=== 抜粋 ===

健康ニュース 5月1日号 熱中症と高血圧者と塩分

     

隣家のインテリ夫人「70歳過ぎの父ですが、40歳代のころから血圧が高いということで降下剤をずっと飲んでいます。食事も塩分控えめということで母も大変気を使っています。そんな父ですが最近健康講演を聴いてきて、ぶつぶつと文句を言っているのです。血圧の高い方は塩分を控えめにしろと言っておきながら、熱中症予防のためには塩分を摂らなくてはいけない、と講師が言っていたらしいのですよ。父としたら塩分を摂るべきなのか摂らないほうがいいのか、困惑しているようです。どうしたらよいのでしょうかね」

隠居中の大御所 暈穀菜「そりゃぁ親父さんとしたら困惑するわな。正反対のことを講師は言っているのだからな。でも講師も間違ったことを言ってはいないよ。説明が少し足りなかっただけだ。まず高血圧の親父さんは無条件で塩分を控えめにしなくてはいけないのは当然だ。でも熱中症対策としてはどうしたらよいと思うかな」

隣家のインテリ夫人「まったく分かりませんわ。血圧は安定してもらいたいし、かといって熱中症になられても困ります」

隠居中の大御所 暈穀菜「まず血圧を上げるのはナトリウム(Na)ということは知っているね。その体内のNaが多過ぎては困るので薬などで、Naを体外に出すのが治療法の一つだ。ところがNaの特性として水分保持作用というのもがある。血圧降下剤などを飲んでいると当然体内の水分は少なくなる傾向にある。そのために運動などで大量の汗をかいたときは、体内水分の不足が考えられることは理解できるだろう。そんなときはどうするのがいいかな?」

隣家のインテリ夫人「水分補給ですよね」

=== データ ===

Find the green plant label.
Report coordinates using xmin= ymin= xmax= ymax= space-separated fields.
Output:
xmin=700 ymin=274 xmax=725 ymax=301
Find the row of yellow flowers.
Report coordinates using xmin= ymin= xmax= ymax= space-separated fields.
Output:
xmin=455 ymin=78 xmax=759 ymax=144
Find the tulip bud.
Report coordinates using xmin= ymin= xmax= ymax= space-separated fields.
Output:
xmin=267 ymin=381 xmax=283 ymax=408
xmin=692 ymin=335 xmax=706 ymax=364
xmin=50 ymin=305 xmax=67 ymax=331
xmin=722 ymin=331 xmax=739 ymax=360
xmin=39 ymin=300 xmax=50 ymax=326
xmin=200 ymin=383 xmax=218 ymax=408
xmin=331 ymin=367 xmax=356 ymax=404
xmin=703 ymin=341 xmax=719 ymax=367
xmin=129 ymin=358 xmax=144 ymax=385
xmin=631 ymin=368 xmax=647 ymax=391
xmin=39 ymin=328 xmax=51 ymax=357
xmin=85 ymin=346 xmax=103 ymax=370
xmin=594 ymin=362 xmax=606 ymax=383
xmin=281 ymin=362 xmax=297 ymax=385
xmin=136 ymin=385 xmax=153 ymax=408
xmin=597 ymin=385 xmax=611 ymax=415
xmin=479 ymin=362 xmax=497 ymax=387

===

### 課題の詳細
熱中症と高血圧についての抜粋で、血圧を上げるものとして挙げられているのは何か。

### 解答欄
ナトリウム(Na)。